(Items listed in a dataset)

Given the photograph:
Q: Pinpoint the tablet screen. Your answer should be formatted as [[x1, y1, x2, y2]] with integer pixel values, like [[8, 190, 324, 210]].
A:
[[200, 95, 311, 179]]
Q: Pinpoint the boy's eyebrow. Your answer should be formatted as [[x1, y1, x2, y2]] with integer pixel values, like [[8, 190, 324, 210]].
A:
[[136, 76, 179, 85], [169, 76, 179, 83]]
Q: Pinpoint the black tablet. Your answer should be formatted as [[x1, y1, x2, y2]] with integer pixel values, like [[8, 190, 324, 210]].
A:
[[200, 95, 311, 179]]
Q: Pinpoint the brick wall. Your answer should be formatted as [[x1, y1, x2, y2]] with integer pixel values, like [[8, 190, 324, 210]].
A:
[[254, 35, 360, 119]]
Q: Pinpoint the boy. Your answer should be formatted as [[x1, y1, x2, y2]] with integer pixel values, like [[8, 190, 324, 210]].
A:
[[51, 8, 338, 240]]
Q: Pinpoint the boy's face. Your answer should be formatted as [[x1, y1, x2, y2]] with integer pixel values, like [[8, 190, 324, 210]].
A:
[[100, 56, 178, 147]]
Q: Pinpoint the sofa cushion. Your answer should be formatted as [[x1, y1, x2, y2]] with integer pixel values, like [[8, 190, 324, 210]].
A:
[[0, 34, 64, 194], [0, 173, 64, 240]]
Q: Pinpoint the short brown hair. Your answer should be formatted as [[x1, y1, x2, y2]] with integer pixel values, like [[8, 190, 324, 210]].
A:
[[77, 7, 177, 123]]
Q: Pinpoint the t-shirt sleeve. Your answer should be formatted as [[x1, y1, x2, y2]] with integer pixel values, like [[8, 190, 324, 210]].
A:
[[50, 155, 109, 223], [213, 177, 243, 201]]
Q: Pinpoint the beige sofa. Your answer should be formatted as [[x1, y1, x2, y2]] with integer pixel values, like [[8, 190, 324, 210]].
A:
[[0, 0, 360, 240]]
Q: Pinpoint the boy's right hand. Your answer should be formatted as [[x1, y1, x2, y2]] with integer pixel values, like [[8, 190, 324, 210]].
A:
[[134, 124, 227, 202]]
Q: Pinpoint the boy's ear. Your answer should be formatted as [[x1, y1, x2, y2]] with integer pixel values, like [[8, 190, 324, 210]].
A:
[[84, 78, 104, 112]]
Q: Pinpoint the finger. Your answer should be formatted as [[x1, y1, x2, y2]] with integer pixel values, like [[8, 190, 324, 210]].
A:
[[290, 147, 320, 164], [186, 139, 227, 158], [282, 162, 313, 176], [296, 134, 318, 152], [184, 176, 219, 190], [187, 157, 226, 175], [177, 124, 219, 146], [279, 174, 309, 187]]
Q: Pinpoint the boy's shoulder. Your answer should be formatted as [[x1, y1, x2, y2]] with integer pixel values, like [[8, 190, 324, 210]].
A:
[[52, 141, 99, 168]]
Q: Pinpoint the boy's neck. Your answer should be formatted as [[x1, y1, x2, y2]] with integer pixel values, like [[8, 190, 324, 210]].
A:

EXERCISE BRIEF: Locate the line that contains "Q: Pinpoint the boy's ear.", then please quote it and every line after it to the end of the entries above, exactly and with nothing else.

SOLUTION TO THIS PROBLEM:
Q: Pinpoint the boy's ear. Your answer should be formatted as [[x1, y1, x2, y2]] with integer pixel values, like [[8, 190, 324, 210]].
A:
[[84, 78, 104, 112]]
Q: Pinpoint the finger. Your answer should be formatted as [[x1, y1, x2, y2]] with integer pixel values, like [[8, 190, 324, 210]].
A:
[[290, 147, 320, 164], [186, 139, 227, 158], [282, 162, 313, 176], [296, 134, 318, 152], [184, 176, 219, 190], [187, 157, 226, 175], [177, 124, 219, 146], [279, 174, 309, 187]]
Q: Pinpoint the boy's shoulder. Your answer should be formatted as [[x1, y1, x2, y2]] with integer pixel values, like [[8, 190, 324, 210]].
A:
[[52, 141, 99, 168]]
Q: Pinpoint the boy's neck. Your answer should be formatted as [[x1, y1, x2, y2]] with integer pixel values, like [[8, 190, 324, 210]].
A:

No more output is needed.